▶ _HOW TO COMPLETE THIS TASK_:
Copy the data exactly. Images are to be left out.

---- INPUT FOR THIS TASK

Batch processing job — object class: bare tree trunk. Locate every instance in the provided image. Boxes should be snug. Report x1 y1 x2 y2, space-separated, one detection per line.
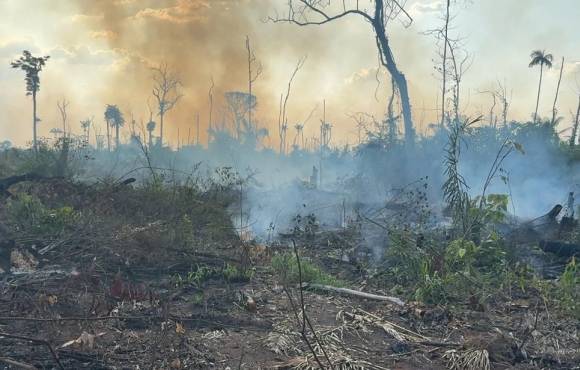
57 99 70 139
247 37 253 135
373 11 414 145
551 57 564 125
196 112 200 146
570 95 580 147
387 77 397 144
32 91 37 152
500 82 509 126
152 63 182 148
440 0 451 127
534 64 544 123
148 130 153 149
208 77 214 145
489 94 497 127
159 113 164 147
278 94 283 154
106 120 111 152
115 125 120 150
272 0 414 144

--------

▶ _WRITTEN SOLUTION_:
Batch processing job — object class: bare tree trunk. Locate every instance in the provided image. Boxes should be snug. Report x1 y1 x2 y2, space-separated, one detection per line.
57 99 70 139
247 37 253 135
373 11 414 145
551 57 564 125
196 112 200 146
570 95 580 147
387 77 397 144
32 91 37 152
500 82 509 126
152 63 182 148
440 0 451 127
534 64 544 123
148 130 153 149
208 77 214 145
489 94 497 127
159 113 164 147
278 94 283 154
106 120 111 152
115 125 120 150
272 0 414 144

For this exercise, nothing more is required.